Failure Recovery - Can't Rebalance

travisgreer · October 27, 2014, 11:18pm

Hi,

We’ve got a couchbase cluster that is stuck. It’s a 5 node cluster with one data bucket running couchbase server (community) v 2.2.0 (build-837) on ubuntu in AWS (manually installed).

After some issues (will detail below), we can’t get a successful rebalance. From the logs, rebalance starts:
Bucket “football5” rebalance does not seem to be swap rebalance
ns_vbucket_mover000
ns_1@IP.47
14:02:52 - Mon Oct 27, 2014

Followed by:
Control connection to memcached on ‘ns_1@10.101.186.47’ disconnected: {badmatch,
{error,
closed}}
ns_memcached004
ns_1@IP.47
14:15:30 - Mon Oct 27, 2014

There are various errors, but I’m not sure what is relevant.

So we got to this point when we attempted to start replicating to a separate cluster via XDCR. After a minute, we canceled the XDCR as it appeared to be affecting performance. It went downhill fast at that point. One node auto fail over’d. I stopped all incoming traffic to our app. I restarted couchbase on the failed node at which point it was added back. Then attempted the first rebalance, which failed. I thought I could bounce the couchbase instances and then a rebalance would work. I bounced two more (so now, three of five total). One fail over’d, the other did not.

So now we’ve lost some data (20%?), which sucks. But we still can’t get the cluster up (can’t rebalance).

I apologize if I missed other threads, please point me to them if that’s the case. Or if I need to post more information, I’m happy to do so.

Obviously I’m a couchbase newbie and have already shot myself in the foot. I’m looking to avoid further data loss and get our cluster back up.

Thanks,
Travis

PS: we don’t have a backup, that was what we were trying to accomplish when we started the XDCR.

ingenthr · October 28, 2014, 1:27am

If you had replicas, you probably can recover. Let me get a colleague to have a look at this topic.

alkondratenko · October 28, 2014, 1:44am

Control connection to memcached disconnect is potentially indicator of something quite severe.

I’ll need more details to diagnose what exactly. Best way to provide diagnostics is by filing a bug in jira and attaching cbcollectinfos from all nodes.

travisgreer · October 28, 2014, 2:23am

Thank you for the feedback!

@ingenthr - we do have 1 replica, but since we lost data in two of our nodes (from my own mistakes), we appear to have lost about 20% of our data (still figuring it out)

@alkondratenko - I can file a bug. Though, the only issue that may actually be a bug is how we cancelled the XDCR after letting it run for only a minute or two - and how our cluster did not handle that well. The rest of our issues stemmed from my inexperience with couchbase, not from anything wrong with couchbase itself. Would it still be worth creating a bug?

Thanks again for the feedback, much appreciated!

——

#### PROBLEMS TO WORK ON
A: In the Couchbase rebalance thread, which version and build of Couchbase Server is the cluster running?
B: Extend the Couchbase rebalance thread past its final post with the next reply.
The records that come after this have no connection to the Couchbase rebalance thread.

[Point localization records]
——

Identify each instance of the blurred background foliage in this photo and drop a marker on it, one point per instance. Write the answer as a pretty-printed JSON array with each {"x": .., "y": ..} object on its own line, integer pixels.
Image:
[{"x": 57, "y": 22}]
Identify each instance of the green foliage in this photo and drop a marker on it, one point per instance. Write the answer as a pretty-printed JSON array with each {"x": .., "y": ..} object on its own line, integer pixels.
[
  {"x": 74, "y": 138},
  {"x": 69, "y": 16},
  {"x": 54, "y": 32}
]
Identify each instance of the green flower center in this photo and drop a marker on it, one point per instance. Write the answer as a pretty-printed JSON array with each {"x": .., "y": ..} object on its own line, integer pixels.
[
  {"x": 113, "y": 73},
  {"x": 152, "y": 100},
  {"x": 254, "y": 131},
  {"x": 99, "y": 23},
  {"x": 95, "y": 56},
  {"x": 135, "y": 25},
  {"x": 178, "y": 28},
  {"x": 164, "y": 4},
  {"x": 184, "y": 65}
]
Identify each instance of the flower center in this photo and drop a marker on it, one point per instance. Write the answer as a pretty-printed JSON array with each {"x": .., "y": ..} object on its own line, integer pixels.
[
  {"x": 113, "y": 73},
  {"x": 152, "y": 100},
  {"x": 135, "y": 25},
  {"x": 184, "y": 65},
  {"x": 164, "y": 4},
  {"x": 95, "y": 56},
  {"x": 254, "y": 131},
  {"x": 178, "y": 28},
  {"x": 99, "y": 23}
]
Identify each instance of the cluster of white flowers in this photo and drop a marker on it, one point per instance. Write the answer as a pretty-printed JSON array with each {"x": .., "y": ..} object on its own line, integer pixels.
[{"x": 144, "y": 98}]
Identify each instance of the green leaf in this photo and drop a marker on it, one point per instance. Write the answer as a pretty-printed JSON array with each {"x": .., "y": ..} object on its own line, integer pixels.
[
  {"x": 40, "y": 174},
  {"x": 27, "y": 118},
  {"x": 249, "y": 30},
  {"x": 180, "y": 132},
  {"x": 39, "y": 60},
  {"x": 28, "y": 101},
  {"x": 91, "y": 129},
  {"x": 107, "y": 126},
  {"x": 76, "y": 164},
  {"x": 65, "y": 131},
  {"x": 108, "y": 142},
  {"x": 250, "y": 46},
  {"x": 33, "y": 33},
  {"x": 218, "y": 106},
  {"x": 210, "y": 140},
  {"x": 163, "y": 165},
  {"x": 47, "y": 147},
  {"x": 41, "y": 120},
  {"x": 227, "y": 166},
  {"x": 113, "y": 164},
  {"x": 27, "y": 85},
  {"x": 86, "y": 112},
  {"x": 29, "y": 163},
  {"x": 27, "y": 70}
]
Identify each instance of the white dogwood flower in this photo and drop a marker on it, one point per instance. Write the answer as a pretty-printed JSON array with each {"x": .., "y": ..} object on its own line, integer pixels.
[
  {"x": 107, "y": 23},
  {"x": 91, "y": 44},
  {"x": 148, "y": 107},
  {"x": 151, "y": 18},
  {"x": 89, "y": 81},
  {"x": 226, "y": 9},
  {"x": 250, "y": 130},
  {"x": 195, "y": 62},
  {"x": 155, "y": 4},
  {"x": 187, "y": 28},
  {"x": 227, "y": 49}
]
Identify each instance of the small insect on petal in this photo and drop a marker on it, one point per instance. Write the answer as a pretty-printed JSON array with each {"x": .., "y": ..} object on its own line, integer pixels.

——

#### EXERCISE ANSWERS
A: Couchbase Server (community) v 2.2.0, build-837.

B:
Travis

ingenthr · October 28, 2014, 4:37am

If it’s not too much trouble for you, it would be great to get an issue filed with cbcollect_info output from all nodes. This will give the team a chance to see if there’s something new here that we need to be able to recover from. To my knowledge, there’s no known scenario where you shouldn’t be able to rebalance and get back to running when deciding you’re willing to give up data. That’s why I think both @alkondratenko and I think there must be an issue.

As far as recovering from here is concerned, it may be best to get a copy of what’s left on the cluster with cbtransfer. At least with that, you can constitute a new cluster and load the data.

You probably already know this, but Couchbase, Inc.'s support folks can give you more real-time help if you have contracted for assistance when needed. We’re glad to help here and in the issue tracker, though the service level is not the same for obvious reasons.

travisgreer · October 28, 2014, 5:31pm

We got our cluster to rebalance and it now back up and running! Two of the five nodes didn’t have swap enabled, though they should’ve had plenty of RAM and disk. Didn’t do much else other than give it some time (while we snapshotted the disks).

I looked up cbcollect_info. How disruptive is the process to run? I’m a bit hesitant as we still don’t have a backup (and being fresh off our last disaster). I was looking up details here, is there a better page to check out?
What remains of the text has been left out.